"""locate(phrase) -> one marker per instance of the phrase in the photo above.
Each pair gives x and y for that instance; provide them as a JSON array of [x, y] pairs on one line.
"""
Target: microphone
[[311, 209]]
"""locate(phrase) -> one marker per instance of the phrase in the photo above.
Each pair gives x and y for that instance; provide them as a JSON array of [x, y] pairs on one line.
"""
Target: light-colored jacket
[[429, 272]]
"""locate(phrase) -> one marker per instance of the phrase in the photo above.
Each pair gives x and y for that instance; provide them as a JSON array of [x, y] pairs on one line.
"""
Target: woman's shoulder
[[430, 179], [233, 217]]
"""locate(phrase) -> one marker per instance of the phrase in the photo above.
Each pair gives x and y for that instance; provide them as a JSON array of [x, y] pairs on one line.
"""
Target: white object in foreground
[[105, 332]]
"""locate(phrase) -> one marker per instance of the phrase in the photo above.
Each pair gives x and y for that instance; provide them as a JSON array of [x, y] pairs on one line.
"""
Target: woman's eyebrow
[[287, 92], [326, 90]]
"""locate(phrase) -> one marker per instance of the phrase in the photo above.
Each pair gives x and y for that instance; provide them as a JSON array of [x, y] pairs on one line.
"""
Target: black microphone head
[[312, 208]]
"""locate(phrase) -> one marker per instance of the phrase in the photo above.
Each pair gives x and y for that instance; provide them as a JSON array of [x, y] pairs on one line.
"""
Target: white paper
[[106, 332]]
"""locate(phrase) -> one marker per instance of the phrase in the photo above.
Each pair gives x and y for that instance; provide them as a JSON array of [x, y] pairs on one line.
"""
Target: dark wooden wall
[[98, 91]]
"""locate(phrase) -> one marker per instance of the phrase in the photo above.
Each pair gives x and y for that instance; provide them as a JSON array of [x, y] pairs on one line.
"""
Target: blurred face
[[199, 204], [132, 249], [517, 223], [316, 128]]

------------

# Exercise details
In the answer, the listing above should be restated word for word.

# Answer section
"""locate(phrase) -> one marker per instance of the phrase in the photo above.
Each pair gives x and y for that instance; provide them as a JSON array of [x, y] pairs on one line.
"""
Target: microphone
[[311, 209]]
"""locate(phrase) -> one marker per instance of the phrase in the photo above.
Each pair gives x and y for that instance; provide them as a JSON array of [x, y] pairs on one line.
"""
Target: light-colored jacket
[[429, 272]]
"""locate(phrase) -> one marker per instance of the phrase in the photo above.
Each pair gives x and y for that instance; provide them as a JSON array of [x, y] pairs on one line.
"""
Target: woman's shoulder
[[430, 179], [233, 217]]
"""locate(phrase) -> one marker per instance of the phrase in the photo above.
Each pair gives x and y for that instance; provide them as a JSON array of [x, y] pairs on one line.
"""
Target: white object in foreground
[[105, 332]]
"""locate(phrase) -> one marker per instance of the phrase in the photo above.
Each pair gives x and y for that instance; provide them as a JSON array of [x, y] pairs on one line.
"""
Target: woman's eyebrow
[[287, 92], [326, 90]]
"""locate(phrase) -> one marker per instance of the phrase in the photo above.
Each pair gives x and y for that instance; provide them as a JSON array of [x, y] pairs on one line.
"""
Target: black microphone head
[[312, 208]]
"""locate(phrase) -> one marker per instance of the phrase in the photo above.
Each pair gives x and y for that instance; provide them as a JSON array of [x, y] pairs on one line.
"""
Target: white paper
[[106, 332]]
"""locate(phrase) -> one marker per instance of the phrase in the photo above.
Each pair gives x and y for that instance; provide them as a JSON array of [x, y] pairs on one line.
"""
Target: dark wooden wall
[[98, 91]]
"""locate(phrase) -> one marker per instance of the phrase in the photo above.
Each pair gives x and y for that instance; provide them as a JSON array of [x, y] pairs on one line.
"""
Target: blurred face
[[199, 204], [132, 249], [517, 223], [316, 128]]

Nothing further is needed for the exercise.